= Request 1 =
Reproduce every habitat survey row below word for word, omitting the pictures.

= Source text =
··········
Unreal is a gripping and brutal satire of reality TV but it is much more than that. While this might sound like a drama about a trivial subject, the content of Unreal makes it one of the most serious and important TV series of recent years. It follows two female producers as they make a romance-themed reality show, highlighting the degree to which they’re willing to manipulate the contestants in order to produce ‘good TV’. The psychological and moral impact of this on the production crew – particularly the junior producer Rachel – is quite awful, and she rebounds between depression and megalomania as a result. This week we take a deeper look at this series, examining its commentary on what constitutes ‘entertaiment’ and how that is made, through its complex politics of gender and race to the constant use and subversion of stereotypes.
Unreal is an American TV drama about the making of a reality TV show. We watch as the producers manipulate the contestants to create drama and stories that can be sold to the public. The format for the show, called Everlasting, is essentially a dating game, with one male ‘suitor’ choosing between around 25 women with regular ‘elimination ceremonies’ that whittle down the numbers. So both the suitor and the women have to manipulated to generate the desired results – not just in terms of week to week dramas and scandals but also in terms of the overall trajectory and impact of the whole season.
I am very impressed by Unreal, I think it’s very funny, the humour is usually black comedy and quite cynical satire of the entertainment industry, which certainly appeals to me when it comes to reality TV. But herein lies the irony – in depicting these producers as morally corrupt schemers the makers of Unreal have made a very entertaining piece of TV. There are two sets of storylines within the programme – the story within the reality TV show Everlasting and the story of the producers and executives who make and sell it. Both are a lot of fun to watch, far more so than any reality TV dating game show could ever be.
I also think it’s important for people to realise how these reality shows are made, and that in some cases they are very well made by very intelligent and talented people. There’s a lot of power in editing, and quite a lot of people realise this. You can take five little snippets and create a small story out of a series of events that were more complex and subtle. Whether it’s a conversation between two people on Big Brother or someone auditioning for Strictly Come X Factor in the Jungle on Ice, the editor has a lot of control.
··········
= Request 2 =
Resume the review of the TV drama Unreal above, picking up after its last sentence.

= Recorded data =
··········
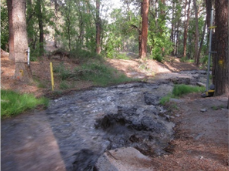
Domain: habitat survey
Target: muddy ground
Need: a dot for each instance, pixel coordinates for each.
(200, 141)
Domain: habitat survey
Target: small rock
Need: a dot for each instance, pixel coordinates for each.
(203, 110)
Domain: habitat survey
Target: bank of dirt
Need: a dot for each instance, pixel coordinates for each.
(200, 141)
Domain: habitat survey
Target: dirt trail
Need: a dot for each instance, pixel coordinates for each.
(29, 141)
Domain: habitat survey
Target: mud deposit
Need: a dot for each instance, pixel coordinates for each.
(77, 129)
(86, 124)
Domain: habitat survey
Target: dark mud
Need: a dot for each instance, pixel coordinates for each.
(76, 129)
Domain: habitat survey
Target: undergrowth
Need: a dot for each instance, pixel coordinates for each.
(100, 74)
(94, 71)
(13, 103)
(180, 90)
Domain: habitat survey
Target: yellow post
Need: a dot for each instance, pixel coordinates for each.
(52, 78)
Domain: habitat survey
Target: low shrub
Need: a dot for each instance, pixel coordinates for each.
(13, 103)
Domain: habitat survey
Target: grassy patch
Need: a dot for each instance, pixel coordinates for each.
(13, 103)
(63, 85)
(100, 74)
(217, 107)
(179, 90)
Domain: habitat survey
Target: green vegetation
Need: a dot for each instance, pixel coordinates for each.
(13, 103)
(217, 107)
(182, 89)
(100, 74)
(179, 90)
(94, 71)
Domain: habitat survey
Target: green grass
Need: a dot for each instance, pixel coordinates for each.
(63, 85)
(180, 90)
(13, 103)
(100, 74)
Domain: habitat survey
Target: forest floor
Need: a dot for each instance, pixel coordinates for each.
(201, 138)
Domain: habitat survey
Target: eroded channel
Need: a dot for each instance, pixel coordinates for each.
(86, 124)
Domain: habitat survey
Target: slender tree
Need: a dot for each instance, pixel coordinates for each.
··········
= Reply 1 =
Domain: habitat survey
Target: muddy ground
Need: a dot for each instance, pixel coordinates for each.
(200, 141)
Domain: habitat survey
Target: small rock
Need: a dot for each instance, pixel coordinates for each.
(203, 110)
Domain: habitat survey
Target: bank of dirt
Need: a dot for each instance, pixel coordinates for each.
(200, 141)
Domain: habitat survey
Target: dirt trail
Need: a dot for each instance, pixel coordinates for each.
(29, 141)
Domain: habitat survey
Target: mud deposit
Need: a dot for each instance, pixel coordinates for each.
(77, 129)
(86, 124)
Domain: habitat survey
Target: dark mud
Need: a dot for each instance, pixel coordinates for each.
(76, 129)
Domain: habitat survey
Target: undergrowth
Need: a dot for each instance, pixel coordinates for each.
(100, 74)
(94, 71)
(13, 103)
(180, 90)
Domain: habitat survey
Target: yellow post
Need: a dot for each instance, pixel coordinates for each.
(52, 78)
Domain: habitat survey
Target: low shrub
Need: a dot for each instance, pixel coordinates for each.
(13, 103)
Domain: habitat survey
Target: grassy patch
Need: a dot for each instance, pixel coordinates for each.
(13, 103)
(63, 85)
(100, 74)
(217, 107)
(179, 90)
Domain: habitat survey
Target: green vegetation
Need: a dot for each instance, pixel coordinates for each.
(13, 103)
(217, 107)
(182, 89)
(100, 74)
(179, 90)
(94, 71)
Domain: habitat survey
Target: green grass
Need: a dot for each instance, pixel coordinates for each.
(63, 85)
(180, 90)
(13, 103)
(100, 74)
Domain: habitat survey
Target: forest floor
Need: a dot for each instance, pixel coordinates for each.
(201, 138)
Domain: habitat survey
Target: eroded channel
Need: a dot for each instance, pixel coordinates for each.
(86, 124)
Domain: habitat survey
Target: slender tree
Need: a dot for each instance, pixel coordinates for each.

= Reply 2 =
But what Unreal shows you is how things are shaped and ‘produced’ from the very beginning, with the selection of the suitor and the contestants and how they are coaxed and provoked into doing and saying things to make ‘good TV’. This process has garnered far less attention, because it’s like a magician showing you how he does his tricks. The magic of the entertainment industry is that you don’t see the countless hours of preparation and creation that go into the hour or two that you end up watching. Unreal tears all that down with gusto and it is delightful to watch.
The story centres around the showrunner Quinn and her number two Rachel. Straightaway this is a little unusual – I cannot think of any ‘behind the scenes’ story with two female leads. A male and a female, maybe – Faye Dunaway in Network springs to mind – but never two women. I’m familiar with both of these actresses – Constance Zimmer as Quinn and Shiri Appleby as Rachel – from other films and TV series but I’ve never seen either give such a great performance as they both do here. Part of the reason is that Unreal was created by two women – Marti Noxon who is a long time TV screenwriter and Sarah Shapiro, who is a former producer of The Bachelor, the basis for Everlasting, and the filmmaker behind an award-winning short film Sequin Raze, which was the inspiration for Unreal.
Back to our protagonists – Quinn is in her 40s, having produced 13 seasons of Everlasting and starting the 14th in season 1. She is very tough, ruthlessly intelligent, ambitious and very unpleasant to her staff. Rachel is somewhat more sympathetic, as we see from the off that she’s a little crazy and clearly has some deeply rooted emotional problems which we later find out originate in a horrific upbringing. However, this has helped Rachel gain an incredible ability to understand people – what makes them tick, how to get them to do what you want, how to manipulate them. Like Quinn she is very intelligent and quite unpleasant, but she is more sympathetic as we quickly see that Quinn is manipulating her and has trapped her within this world for Quinn’s benefit. After all, Rachel is brilliant at her job, it’s just her job is horrible and it’s ruining her life. A familiar story, and hence a sympathetic one.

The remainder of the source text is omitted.